We would not have known of Sindane’s racial heritage but for that moment in 2003 when he walked into a police station and claimed he was a white 16 year old who had been kidnaped as a boy by a black family who had raised him. That is a story South Africa cannot but hate to love.


Sindane asked the police to help him trace his real, meaning white, family. That was his moment he came to public attention. A judicial inquiry was subsequently set up to investigate his origins. As to why a judicial inquiry, rather a straightforward police investigation, beats me.


The inquiry found that his real name was not Happy Sindane, but Abbey Mziyaye, son of Rina Mziyaye. That was not Sindane had hoped for, I suspect. Who really wants a poor black family, which is not even your real black family?


Rina Mziyaye had been a domestic worker to Henry Nick, who was the likely father. Mziyaye had left her son as a baby and he was raised and adopted by the Sindane. The mother’s whereabouts could not be traced. Henry Nick was never there from the start, not after the sex. He probably never even owned up at all. Reminds you of slave times and the era of colonial and apartheid Immortality Acts when white males would have sex with their maids – more like sexually violate – and enslave or abandon their offspring without even so much as a thank you for the bang. Read the archival records related to the charges, prosecutions and sentencing under the Immorality Act if you doubt me. It’s all there.


The storm of reports on Sindane’s murder state that he was killed on Easter Sunday, possibly over a bottle of brandy purchased at JZee Tavern in Tweefontein, Mpumalanga Province, where he had been drinking. The apparent manner of death was a blunt object, a stone to be precise. His body was found on Easter Monday by a passerby on piece of a rocky veld full of litter.


The crime writer and journalist Margie Orford also remarked about the unusualness of the media reporting so much on Sindane’s murder: ‘That the press remarked on this at all is unusual’, she wrote; ‘there are so many deaths like this every weekend. …Many will have been murdered: a knife in the belly, a bullet in the head or blunt-force trauma to the skull. Nearly all will be men – young, poor and black – caught in the cross-hairs of poverty and rage. These are rarely the bodies that matter.’


I wish the reports about Happy Sindane’s death implied that his life, and his cruel manner of death, actually mattered. But of course they don’t. I don’t believe this means that from now on we shall see a society that feels the lives of all young poor men actually matter, well, except when they rape and murder others, if that can be thought as mattering.


I think what reports on the death of Sindane show is, paradoxically, that we don’t care enough for young, poor black and coloured men. What the reports on Sindane underlined is that he was, is, a symptom of our society’s psychosocial malaise. The report on his life and death are symptom of the hegemonic white patriarchal racist traumatization that emerges in our repetition, in our replaying of the same story over and over again, if in slightly different guises. This was about our continued enchantment with race. There was, in addition, a knowingness that communicated, ‘you see what happens when you don’t stick to your race’, as though it would have saved the young man from such an unhappy end if he had been purely lack. In Sindane’s possibly unloved conception to his cruel demise also converged society’s attitude to poor young coloured and black men’s lives – the racialised fears and fascination with them, the pervasive indifference and criminalization of their lives. That attitude, in other words, remains fundamentally characterized by ideology of white patriarchal racial inequality.


In Sindane’s country, a white rich father is the surest way to a better death. Sindane intuitively knew this when he walked into that police station as a teenager. Even better, he knew that in this country we call home, a white rich father still means a much better life than the one he got.

# Provided data
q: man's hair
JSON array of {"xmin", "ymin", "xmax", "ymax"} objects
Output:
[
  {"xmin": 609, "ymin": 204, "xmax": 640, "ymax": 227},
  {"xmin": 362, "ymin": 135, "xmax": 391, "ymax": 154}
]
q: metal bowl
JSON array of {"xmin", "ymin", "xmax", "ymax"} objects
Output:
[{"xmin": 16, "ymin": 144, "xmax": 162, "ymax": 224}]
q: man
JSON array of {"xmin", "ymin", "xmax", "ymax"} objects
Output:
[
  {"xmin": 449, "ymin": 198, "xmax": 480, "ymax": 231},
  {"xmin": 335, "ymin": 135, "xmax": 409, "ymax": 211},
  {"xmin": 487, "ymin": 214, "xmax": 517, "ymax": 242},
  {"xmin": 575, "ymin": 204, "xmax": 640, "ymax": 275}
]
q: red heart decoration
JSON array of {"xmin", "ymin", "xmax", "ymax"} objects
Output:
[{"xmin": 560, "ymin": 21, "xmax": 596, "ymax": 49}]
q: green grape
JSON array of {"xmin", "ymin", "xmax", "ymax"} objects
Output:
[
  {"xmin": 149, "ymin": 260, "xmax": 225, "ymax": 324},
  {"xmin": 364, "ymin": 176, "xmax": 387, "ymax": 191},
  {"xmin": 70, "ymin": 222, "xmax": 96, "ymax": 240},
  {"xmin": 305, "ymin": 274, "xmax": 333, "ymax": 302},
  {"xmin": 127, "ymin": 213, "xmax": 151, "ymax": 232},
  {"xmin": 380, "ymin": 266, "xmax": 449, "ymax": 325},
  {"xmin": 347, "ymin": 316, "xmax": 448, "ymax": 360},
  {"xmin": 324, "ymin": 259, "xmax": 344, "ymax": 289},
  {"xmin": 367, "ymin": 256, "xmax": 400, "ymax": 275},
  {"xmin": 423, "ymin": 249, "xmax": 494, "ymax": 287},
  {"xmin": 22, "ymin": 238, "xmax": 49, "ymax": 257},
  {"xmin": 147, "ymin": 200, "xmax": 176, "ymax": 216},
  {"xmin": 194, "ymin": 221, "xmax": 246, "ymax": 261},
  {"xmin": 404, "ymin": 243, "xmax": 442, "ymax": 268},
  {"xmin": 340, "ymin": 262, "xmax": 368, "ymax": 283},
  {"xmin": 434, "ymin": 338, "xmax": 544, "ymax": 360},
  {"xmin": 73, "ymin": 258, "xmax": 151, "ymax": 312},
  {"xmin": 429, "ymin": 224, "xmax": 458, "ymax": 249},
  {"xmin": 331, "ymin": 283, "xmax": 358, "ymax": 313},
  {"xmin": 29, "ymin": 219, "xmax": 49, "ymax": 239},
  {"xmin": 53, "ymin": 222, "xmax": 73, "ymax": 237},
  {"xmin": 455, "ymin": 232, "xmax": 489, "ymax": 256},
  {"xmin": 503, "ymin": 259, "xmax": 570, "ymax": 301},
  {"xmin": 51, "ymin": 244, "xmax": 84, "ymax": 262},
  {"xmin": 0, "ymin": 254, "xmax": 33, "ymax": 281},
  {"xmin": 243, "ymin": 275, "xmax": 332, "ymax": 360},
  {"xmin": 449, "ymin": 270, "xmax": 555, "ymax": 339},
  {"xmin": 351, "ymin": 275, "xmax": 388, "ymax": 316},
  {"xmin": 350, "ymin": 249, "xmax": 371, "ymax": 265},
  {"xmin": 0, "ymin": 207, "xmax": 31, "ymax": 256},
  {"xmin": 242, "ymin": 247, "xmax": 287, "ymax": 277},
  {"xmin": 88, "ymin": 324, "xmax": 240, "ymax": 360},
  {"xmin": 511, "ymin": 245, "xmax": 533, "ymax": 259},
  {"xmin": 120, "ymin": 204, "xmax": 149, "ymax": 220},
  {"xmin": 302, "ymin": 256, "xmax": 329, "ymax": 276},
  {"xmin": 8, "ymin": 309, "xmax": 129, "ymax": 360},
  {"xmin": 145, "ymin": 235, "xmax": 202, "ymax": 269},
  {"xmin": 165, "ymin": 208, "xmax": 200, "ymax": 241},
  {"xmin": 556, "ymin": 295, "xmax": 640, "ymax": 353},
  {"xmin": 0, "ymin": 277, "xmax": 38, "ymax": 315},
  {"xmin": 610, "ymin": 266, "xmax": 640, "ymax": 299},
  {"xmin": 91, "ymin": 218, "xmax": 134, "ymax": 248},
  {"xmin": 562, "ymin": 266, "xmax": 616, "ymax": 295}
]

# Task item
List every place name that appears in the piece about Happy Sindane. Answer using only the piece about Happy Sindane.

# The completed task
South Africa, JZee Tavern, Tweefontein, Mpumalanga Province